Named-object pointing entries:
******
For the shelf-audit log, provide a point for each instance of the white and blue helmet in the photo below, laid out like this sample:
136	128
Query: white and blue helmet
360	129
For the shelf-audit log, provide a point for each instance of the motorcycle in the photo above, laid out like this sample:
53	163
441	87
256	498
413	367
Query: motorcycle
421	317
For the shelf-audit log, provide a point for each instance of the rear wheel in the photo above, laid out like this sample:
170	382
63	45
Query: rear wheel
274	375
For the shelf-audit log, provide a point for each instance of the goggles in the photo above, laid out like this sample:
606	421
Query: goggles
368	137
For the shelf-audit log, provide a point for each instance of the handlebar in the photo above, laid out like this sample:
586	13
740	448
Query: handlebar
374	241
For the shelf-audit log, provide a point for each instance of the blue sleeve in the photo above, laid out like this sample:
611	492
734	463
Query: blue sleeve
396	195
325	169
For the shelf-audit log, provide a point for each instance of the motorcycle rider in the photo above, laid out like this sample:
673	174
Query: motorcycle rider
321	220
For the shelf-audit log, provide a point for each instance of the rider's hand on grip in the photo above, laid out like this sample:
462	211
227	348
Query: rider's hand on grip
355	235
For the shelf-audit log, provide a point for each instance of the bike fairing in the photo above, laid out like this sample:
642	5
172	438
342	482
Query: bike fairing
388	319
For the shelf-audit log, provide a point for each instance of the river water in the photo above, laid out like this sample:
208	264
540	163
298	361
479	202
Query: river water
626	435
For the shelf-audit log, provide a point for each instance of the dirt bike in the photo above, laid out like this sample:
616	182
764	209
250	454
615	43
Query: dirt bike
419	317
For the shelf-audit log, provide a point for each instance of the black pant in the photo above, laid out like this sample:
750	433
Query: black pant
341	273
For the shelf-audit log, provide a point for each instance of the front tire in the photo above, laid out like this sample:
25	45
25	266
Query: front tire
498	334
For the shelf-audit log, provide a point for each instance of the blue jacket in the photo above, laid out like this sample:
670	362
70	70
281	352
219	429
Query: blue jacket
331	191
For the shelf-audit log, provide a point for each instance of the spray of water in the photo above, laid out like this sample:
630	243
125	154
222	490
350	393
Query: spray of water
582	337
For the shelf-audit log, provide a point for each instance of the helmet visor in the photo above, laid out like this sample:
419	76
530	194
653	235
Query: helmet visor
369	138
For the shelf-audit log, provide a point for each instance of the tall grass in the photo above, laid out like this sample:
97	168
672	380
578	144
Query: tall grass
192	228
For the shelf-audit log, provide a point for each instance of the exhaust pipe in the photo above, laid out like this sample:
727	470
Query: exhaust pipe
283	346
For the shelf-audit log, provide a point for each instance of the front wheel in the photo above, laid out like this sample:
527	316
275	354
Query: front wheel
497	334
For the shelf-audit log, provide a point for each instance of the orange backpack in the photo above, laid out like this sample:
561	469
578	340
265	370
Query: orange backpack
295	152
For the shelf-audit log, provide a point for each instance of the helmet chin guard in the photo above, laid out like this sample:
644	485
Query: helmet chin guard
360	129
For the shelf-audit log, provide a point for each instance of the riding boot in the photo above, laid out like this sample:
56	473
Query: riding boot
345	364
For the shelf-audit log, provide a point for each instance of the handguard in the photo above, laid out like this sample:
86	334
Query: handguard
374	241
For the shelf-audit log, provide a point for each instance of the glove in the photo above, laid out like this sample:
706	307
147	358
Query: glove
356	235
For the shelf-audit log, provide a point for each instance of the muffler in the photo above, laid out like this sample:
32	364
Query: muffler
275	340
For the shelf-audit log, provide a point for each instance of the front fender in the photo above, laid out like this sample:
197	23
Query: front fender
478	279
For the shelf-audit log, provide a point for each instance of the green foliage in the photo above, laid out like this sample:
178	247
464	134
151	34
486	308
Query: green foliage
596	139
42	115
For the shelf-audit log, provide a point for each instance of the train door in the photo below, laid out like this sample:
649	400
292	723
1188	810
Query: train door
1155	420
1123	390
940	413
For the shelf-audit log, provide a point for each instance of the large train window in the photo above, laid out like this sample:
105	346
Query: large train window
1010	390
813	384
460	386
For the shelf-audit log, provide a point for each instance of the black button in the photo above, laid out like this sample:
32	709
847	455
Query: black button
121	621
******
TASK BRIEF: Retype the entries without any changes, starting at the line that contains "of the train" and continuing up to and including the last line of the entries.

SOLUTION FOR THIS EXERCISE:
For the shelf-audit log, provide a point for each instance of the train door in the photo below, laid out like this sample:
649	400
292	723
1188	810
Query: train door
1155	420
1123	390
940	413
For the shelf-audit log, provide a point for each instance of the large train window in the photo above, laid out like this sample:
105	346
Query: large train window
1010	390
813	384
460	386
For the shelf-audit log, provide a point for each instance of the black button in the photo above, laid out like this sample:
32	709
847	455
Query: black button
121	621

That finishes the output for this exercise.